To do >> From the entries provided below, copy each line that contains the word "outline".
[[ Information supplied open ]]
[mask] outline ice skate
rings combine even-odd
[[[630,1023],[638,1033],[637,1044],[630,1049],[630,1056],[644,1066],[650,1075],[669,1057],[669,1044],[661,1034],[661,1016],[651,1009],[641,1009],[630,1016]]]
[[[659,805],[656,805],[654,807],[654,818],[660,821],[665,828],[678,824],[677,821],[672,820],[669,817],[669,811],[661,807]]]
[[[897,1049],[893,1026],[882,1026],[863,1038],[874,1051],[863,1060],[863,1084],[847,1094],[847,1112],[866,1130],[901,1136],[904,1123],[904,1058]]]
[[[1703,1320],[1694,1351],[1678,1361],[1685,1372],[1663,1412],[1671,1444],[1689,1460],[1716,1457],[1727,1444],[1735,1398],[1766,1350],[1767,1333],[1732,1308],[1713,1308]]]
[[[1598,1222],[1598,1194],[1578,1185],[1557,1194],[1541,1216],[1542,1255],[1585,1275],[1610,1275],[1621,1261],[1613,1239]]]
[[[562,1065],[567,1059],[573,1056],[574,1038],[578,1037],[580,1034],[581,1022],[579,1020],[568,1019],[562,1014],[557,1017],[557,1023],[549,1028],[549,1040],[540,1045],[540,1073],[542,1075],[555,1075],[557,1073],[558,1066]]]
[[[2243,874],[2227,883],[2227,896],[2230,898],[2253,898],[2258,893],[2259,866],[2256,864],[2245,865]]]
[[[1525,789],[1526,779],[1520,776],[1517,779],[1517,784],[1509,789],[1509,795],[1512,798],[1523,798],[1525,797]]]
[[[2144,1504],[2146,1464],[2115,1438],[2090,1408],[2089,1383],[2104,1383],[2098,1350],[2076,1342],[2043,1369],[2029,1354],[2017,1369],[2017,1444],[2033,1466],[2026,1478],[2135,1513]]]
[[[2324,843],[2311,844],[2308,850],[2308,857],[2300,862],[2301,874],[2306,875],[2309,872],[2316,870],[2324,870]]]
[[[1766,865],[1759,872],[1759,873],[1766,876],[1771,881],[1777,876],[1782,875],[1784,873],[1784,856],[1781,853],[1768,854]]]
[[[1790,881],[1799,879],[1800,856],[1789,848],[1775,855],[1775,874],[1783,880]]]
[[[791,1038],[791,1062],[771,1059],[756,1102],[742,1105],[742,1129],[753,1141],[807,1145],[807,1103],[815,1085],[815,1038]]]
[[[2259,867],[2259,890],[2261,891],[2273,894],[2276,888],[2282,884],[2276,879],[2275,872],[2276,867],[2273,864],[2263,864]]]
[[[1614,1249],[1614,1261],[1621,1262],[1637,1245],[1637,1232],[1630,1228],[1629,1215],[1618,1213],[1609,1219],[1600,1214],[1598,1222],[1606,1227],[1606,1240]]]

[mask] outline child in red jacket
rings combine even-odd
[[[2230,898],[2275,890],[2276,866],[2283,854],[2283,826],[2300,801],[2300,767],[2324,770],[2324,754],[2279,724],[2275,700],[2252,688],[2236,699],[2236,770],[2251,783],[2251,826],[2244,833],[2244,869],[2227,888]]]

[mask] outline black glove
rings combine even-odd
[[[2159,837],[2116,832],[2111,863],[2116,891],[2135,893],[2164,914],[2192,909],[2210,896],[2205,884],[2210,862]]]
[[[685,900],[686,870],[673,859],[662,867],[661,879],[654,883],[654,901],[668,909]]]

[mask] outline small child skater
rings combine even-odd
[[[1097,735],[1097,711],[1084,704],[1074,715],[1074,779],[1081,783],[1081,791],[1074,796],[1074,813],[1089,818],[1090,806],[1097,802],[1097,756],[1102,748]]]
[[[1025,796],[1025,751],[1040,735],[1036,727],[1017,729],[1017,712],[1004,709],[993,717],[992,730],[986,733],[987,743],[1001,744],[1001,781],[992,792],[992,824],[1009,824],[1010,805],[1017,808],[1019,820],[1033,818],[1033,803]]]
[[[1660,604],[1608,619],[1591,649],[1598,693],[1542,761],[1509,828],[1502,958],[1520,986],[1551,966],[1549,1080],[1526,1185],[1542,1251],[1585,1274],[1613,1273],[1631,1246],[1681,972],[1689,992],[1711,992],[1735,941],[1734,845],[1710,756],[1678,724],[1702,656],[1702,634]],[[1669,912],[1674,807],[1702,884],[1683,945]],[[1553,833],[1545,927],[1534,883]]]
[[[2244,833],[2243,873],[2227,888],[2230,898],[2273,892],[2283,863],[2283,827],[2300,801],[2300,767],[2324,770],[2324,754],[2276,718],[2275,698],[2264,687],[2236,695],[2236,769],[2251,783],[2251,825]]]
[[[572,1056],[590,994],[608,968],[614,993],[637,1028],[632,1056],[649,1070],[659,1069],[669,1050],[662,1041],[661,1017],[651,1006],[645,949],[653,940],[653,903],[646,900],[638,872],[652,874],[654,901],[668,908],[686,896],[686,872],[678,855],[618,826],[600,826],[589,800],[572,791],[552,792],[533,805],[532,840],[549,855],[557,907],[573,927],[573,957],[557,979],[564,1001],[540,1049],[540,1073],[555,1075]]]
[[ Information supplied closed ]]
Output below >>
[mask] outline ice skate
[mask] outline child in red jacket
[mask] outline black glove
[mask] outline small child skater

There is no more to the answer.